— Start of Data to process —
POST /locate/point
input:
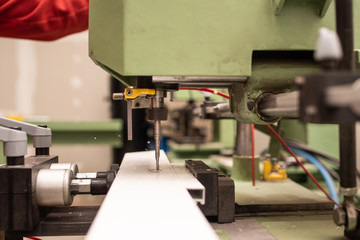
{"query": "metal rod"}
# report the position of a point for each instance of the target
(243, 139)
(199, 79)
(280, 105)
(344, 27)
(157, 137)
(129, 120)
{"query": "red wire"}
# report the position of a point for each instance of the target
(278, 137)
(303, 167)
(253, 153)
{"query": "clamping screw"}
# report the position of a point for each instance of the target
(118, 96)
(339, 217)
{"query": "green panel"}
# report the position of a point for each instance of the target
(324, 137)
(319, 227)
(86, 132)
(203, 37)
(2, 157)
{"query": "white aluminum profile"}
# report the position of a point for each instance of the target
(143, 203)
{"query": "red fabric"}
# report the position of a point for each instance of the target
(42, 19)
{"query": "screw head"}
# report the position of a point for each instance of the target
(339, 217)
(118, 96)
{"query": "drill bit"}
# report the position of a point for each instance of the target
(157, 142)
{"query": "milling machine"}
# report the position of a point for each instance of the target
(261, 51)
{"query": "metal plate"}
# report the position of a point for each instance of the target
(244, 229)
(147, 204)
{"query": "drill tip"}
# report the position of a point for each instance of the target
(157, 155)
(157, 143)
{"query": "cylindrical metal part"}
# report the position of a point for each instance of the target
(42, 151)
(243, 146)
(80, 186)
(101, 174)
(279, 105)
(345, 30)
(86, 175)
(98, 186)
(53, 187)
(72, 166)
(347, 155)
(15, 149)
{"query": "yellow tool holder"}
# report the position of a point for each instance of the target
(133, 93)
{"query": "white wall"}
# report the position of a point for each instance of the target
— End of Data to process —
== What this task involves ==
Extract the entries in full, exactly as they are, minus the pictures.

== Task result ==
POST /locate/point
input:
{"query": "metal rod"}
# report the position of a point for each instance of the target
(243, 139)
(199, 79)
(280, 105)
(344, 27)
(157, 137)
(129, 120)
{"query": "red wire"}
# report the position of a point for each instance of the target
(278, 137)
(303, 167)
(253, 153)
{"query": "clamping screw"}
# report the position of a point for each instance of the target
(118, 96)
(339, 217)
{"query": "green panel"}
# report the position of a point for each instance of the target
(324, 137)
(319, 227)
(86, 132)
(203, 37)
(2, 157)
{"query": "white aluminum profile"}
# report the position of a point for each instance of the target
(143, 203)
{"query": "red fabric"}
# report the position of a point for each instance of the target
(42, 19)
{"query": "screw head"}
# report the position of a point for each instance of the target
(339, 217)
(118, 96)
{"query": "drill bit"}
# report the position of a point for each instance of the target
(157, 142)
{"query": "milling machine"}
# report the position of a point for each instance of the target
(261, 51)
{"query": "metal plate"}
# report the position of a point for each instance of the target
(244, 229)
(147, 204)
{"query": "drill tip"}
# report the position of a point for each instance of the target
(157, 155)
(157, 143)
{"query": "cylindrical metal part"}
# report the position of a point for each instance of the target
(42, 151)
(243, 146)
(80, 186)
(101, 174)
(279, 105)
(345, 30)
(86, 175)
(98, 186)
(53, 187)
(72, 166)
(347, 155)
(15, 149)
{"query": "yellow tool holder"}
# report the position of a point for each instance of the target
(133, 93)
{"query": "white wall"}
# report the position of a point for each instance of the target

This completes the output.